» Problem to solve
Which lines in the records below contain the word "pendant"? Gather each of them and copy it out in full.
★ ★ ★ ★ ★
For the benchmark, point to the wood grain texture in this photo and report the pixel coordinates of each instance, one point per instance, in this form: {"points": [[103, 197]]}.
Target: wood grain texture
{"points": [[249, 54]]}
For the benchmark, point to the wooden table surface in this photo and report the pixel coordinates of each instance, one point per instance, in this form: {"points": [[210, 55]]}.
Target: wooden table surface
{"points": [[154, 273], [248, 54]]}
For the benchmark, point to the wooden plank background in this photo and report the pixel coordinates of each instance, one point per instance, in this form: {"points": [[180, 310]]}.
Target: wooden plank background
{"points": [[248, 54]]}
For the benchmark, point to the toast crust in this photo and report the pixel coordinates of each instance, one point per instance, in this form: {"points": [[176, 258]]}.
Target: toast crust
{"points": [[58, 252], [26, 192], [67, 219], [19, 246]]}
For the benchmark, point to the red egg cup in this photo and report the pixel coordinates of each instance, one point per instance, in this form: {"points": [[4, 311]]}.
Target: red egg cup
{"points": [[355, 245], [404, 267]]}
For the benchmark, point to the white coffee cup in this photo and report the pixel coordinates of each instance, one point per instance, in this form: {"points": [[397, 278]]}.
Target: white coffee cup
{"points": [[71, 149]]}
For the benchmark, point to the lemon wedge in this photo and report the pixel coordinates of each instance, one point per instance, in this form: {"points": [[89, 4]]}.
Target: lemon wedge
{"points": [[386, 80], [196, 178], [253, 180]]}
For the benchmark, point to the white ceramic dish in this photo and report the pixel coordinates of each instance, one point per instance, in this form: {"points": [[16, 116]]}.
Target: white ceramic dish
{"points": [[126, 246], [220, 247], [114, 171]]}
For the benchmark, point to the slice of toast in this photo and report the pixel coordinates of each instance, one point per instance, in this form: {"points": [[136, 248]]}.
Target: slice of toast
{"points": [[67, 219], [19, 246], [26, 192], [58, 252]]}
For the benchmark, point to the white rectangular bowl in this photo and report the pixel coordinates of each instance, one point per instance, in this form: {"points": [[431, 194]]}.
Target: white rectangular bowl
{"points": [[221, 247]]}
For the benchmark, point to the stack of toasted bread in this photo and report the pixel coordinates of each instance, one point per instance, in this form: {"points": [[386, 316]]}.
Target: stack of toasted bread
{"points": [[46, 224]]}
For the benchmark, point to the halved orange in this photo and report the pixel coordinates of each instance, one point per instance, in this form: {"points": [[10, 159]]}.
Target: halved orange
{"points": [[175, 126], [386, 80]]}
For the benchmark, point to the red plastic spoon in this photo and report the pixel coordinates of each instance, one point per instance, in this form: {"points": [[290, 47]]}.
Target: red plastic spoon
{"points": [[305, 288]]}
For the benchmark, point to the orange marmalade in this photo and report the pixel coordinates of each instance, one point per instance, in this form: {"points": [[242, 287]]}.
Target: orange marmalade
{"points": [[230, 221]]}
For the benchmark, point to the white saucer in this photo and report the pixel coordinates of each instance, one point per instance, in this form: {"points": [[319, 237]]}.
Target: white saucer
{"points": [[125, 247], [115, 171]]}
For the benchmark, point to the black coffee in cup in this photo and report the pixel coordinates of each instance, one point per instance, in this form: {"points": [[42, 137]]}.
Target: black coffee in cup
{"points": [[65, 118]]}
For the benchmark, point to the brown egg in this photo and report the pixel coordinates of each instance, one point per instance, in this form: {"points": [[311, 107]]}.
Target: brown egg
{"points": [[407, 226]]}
★ ★ ★ ★ ★
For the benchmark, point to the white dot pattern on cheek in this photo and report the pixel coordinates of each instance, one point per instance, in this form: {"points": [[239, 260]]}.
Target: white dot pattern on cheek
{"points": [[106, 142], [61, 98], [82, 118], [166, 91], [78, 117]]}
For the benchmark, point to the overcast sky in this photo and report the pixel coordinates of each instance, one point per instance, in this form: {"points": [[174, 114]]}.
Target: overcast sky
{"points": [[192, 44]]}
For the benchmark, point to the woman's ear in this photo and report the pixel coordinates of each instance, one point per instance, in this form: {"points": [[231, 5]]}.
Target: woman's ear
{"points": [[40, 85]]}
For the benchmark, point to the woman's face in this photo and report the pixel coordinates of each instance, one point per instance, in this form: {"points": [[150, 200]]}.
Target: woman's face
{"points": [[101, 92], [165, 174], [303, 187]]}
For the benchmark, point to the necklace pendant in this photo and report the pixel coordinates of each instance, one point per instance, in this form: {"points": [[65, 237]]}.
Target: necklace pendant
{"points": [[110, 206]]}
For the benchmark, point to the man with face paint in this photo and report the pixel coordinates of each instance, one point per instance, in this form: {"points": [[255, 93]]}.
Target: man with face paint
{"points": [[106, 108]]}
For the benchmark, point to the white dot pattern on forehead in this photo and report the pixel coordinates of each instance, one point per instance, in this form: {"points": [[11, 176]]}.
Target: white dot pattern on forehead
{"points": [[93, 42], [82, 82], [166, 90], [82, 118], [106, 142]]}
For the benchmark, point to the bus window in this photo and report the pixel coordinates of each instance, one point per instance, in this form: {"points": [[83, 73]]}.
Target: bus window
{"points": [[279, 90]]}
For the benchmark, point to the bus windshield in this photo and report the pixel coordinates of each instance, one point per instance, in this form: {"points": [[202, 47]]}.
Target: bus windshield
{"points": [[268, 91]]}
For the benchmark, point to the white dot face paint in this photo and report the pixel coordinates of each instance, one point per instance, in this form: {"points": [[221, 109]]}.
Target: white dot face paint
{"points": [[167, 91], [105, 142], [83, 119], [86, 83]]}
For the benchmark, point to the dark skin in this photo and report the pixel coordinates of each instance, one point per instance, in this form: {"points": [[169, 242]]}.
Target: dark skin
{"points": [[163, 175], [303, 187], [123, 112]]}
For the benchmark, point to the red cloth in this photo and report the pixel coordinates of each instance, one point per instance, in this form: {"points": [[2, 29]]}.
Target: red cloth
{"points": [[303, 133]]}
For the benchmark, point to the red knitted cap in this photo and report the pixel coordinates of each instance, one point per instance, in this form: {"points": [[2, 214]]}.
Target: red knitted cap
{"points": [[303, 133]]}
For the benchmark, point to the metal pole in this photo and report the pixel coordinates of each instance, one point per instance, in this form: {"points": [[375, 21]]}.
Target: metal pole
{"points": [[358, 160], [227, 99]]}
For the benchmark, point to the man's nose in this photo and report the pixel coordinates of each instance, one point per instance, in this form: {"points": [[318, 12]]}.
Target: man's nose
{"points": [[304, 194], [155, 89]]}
★ ★ ★ ★ ★
» Task output
For the benchmark, point to the necklace pendant in this photo and report the pixel coordinates of each instance, one point per instance, in this form: {"points": [[65, 237]]}.
Target: necklace pendant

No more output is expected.